FILE PHOTO: Candles are seen next to the names of victims during a ceremony to mark the 25th anniversary of a maritime disaster when MS Estonia, carrying 803 passengers and 186 crew, sank in the Baltic Sea, in Tallinn, Estonia September 28, 2019. REUTERS/Ints Kalnins/File Photo
STOCKHOLM, Sept 28 (Reuters) – Estonia, Sweden and Finland will look into fresh evidence on the sinking of the ferry Estonia, which went down 26 years ago on Monday with the loss of 852 lives in Europe’s worst peacetime maritime disaster since World War Two.
The roll-on roll-off ferry, carrying 803 passengers and 186 crew, sank on a stormy Baltic Sea shortly after midnight on Sept. 28, 1994. The official investigation in 1997 concluded that the bow shield had failed, damaging the bow ramp and flooding the car deck.
However, Sweden said that a Discovery Network documentary about the disaster included new underwater video images from the wreck site showing damage on the starboard side of the wreck.
“Estonia, Finland and Sweden have agreed that verification of the new information presented in the documentary will be made,” the foreign ministers of the three countries said in a joint statement on Monday.
“Our countries will cooperate closely in this matter and Estonia as Flag State will lead this process.”

- Required tasks:
[A] Using the report on the sinking of the ferry Estonia, answer each question briefly.
(i) How many passengers and crew members was the ferry carrying when it sank?
(ii) According to the 1997 official investigation, what failure caused the sinking, and what were its consequences?
(iii) Which country will lead the verification of the new information, and in what capacity?
[B] Extend the report on the sinking of the ferry Estonia by a few paragraphs, beginning after its final sentence.

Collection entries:

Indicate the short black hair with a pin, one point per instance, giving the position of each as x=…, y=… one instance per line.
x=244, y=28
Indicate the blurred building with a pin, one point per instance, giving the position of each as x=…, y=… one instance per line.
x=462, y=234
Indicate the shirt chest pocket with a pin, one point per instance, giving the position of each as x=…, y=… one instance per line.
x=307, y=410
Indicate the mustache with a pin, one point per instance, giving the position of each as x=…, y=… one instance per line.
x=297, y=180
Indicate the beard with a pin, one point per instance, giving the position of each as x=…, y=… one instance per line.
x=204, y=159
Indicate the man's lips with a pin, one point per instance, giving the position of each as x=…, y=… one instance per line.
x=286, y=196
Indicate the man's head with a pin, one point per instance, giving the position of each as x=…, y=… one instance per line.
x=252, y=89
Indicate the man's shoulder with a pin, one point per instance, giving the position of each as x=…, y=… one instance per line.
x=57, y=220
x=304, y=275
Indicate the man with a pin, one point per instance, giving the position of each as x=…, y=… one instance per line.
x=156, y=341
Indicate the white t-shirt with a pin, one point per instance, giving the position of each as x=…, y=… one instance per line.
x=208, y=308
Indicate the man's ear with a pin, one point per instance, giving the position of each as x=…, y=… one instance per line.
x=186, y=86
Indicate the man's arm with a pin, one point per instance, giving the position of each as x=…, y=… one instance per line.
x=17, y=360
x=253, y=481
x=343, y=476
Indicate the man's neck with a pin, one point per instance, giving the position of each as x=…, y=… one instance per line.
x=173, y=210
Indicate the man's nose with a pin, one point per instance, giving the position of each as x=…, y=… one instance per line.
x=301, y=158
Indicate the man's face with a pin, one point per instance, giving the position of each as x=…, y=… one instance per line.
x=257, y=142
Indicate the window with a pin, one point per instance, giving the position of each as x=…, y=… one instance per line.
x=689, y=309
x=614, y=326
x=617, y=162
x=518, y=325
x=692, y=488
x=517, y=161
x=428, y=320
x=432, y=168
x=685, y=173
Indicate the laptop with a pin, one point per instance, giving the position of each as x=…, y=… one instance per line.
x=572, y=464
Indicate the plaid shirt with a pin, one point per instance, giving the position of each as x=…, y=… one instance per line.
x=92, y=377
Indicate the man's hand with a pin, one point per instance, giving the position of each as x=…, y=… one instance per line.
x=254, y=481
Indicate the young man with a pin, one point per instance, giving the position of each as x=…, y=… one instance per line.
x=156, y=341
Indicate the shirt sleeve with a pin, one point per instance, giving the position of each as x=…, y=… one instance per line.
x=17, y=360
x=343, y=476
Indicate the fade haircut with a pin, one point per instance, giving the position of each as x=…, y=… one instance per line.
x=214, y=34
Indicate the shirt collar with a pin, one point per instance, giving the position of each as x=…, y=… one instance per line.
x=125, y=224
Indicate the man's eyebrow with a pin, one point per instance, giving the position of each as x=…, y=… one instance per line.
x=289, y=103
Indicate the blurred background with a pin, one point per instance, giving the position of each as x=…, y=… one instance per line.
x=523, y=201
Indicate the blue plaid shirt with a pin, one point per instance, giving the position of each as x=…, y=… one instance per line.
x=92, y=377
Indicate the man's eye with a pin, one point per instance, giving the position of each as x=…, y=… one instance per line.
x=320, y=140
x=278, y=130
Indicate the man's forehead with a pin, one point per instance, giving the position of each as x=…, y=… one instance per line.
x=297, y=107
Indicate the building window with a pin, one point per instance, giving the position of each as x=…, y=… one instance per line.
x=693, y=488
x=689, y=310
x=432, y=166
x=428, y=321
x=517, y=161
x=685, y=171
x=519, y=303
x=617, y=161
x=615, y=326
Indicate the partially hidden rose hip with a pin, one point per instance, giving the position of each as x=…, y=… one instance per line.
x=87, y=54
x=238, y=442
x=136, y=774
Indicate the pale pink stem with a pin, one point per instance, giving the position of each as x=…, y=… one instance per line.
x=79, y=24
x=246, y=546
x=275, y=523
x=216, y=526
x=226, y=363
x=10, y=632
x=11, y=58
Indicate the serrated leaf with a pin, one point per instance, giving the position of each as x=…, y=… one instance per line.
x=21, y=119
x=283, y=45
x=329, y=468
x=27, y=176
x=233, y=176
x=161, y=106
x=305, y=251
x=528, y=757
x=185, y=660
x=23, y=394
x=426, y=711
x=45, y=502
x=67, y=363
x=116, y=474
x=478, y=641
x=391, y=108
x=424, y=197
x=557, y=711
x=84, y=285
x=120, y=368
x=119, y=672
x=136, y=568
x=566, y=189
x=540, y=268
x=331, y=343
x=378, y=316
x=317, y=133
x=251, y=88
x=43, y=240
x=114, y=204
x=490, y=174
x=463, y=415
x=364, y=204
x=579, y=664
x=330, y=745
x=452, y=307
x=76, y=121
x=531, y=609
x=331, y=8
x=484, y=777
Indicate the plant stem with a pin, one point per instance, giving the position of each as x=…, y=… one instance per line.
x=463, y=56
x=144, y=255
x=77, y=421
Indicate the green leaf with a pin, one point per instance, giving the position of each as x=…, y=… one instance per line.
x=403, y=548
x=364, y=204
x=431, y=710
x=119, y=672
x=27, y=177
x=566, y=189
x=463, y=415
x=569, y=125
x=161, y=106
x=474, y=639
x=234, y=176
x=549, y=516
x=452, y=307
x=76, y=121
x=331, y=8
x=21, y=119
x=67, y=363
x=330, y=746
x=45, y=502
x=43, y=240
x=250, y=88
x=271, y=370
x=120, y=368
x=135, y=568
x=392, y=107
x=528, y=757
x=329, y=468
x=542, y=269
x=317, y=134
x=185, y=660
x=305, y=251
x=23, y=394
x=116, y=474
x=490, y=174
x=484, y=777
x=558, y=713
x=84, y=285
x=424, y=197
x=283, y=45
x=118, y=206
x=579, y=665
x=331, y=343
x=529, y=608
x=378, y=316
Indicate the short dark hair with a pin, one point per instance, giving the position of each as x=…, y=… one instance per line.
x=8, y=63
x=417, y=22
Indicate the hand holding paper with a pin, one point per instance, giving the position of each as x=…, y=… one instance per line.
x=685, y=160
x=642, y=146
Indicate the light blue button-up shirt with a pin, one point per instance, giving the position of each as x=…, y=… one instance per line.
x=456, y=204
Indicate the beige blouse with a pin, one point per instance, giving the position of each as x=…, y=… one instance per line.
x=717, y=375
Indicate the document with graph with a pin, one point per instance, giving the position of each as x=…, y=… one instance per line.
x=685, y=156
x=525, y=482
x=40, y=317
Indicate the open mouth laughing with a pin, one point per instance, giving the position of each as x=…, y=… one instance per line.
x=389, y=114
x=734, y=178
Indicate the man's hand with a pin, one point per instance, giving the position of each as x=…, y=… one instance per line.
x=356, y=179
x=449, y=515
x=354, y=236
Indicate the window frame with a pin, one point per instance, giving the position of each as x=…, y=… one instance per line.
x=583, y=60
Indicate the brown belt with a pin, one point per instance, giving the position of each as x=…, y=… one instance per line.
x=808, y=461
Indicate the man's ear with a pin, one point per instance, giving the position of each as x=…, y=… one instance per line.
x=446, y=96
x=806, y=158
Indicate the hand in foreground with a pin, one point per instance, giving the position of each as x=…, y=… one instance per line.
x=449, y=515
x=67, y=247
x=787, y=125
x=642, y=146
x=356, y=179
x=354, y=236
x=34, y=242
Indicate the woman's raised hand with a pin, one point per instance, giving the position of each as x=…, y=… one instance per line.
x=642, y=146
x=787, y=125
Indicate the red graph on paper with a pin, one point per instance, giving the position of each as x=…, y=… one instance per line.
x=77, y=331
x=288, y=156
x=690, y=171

- Per-task answers:
[A]
(i) 803 passengers and 186 crew members.
(ii) The bow shield failed, which damaged the bow ramp and flooded the car deck.
(iii) Estonia, as Flag State.

[B]
The Flag State is the country where a ship is registered.
“A new technical investigation into the circumstances of Estonia’s sinking must be carried out,” BNS newswire quoted Estonian Prime Minister Juri Ratas as saying.
The Discovery Network documentary prompted some survivors and relatives of Estonia’s victims to demand a new independent investigation and also spurred renewed speculation about the cause of the accident.
“A hole in the hull was dismissed over the years,” Kent Harstedt, a survivor and former member of the Swedish parliament, told a news conference on Monday.
“What has emerged today adds to the question marks – why was the hole not included in the official investigation?”
Estonian public broadcaster ERR on Monday quoted Margus Kurm, a former state prosecutor and head of the committee that looked into the disaster from 2005 to 2009, as saying that a collision with a submarine could have caused the ferry to sink.
The Estonia ferry had been sailing from Estonia’s capital Tallinn and was headed for Stockholm in bad weather. Winds were around 20 meters per second and the waves around 4 meters high, according to the official investigation.
After the bow shield failed, the ferry rapidly filled with water and most of those who died were trapped inside.
The ship sank about 22 nautical miles from Uto island in less than 85 meters of water. (Reporting by Simon Johnson, Helena Soderpalm and Johan Ahlander in Stockholm and Andrius Sytas in Vilnius Editing by Gareth Jones)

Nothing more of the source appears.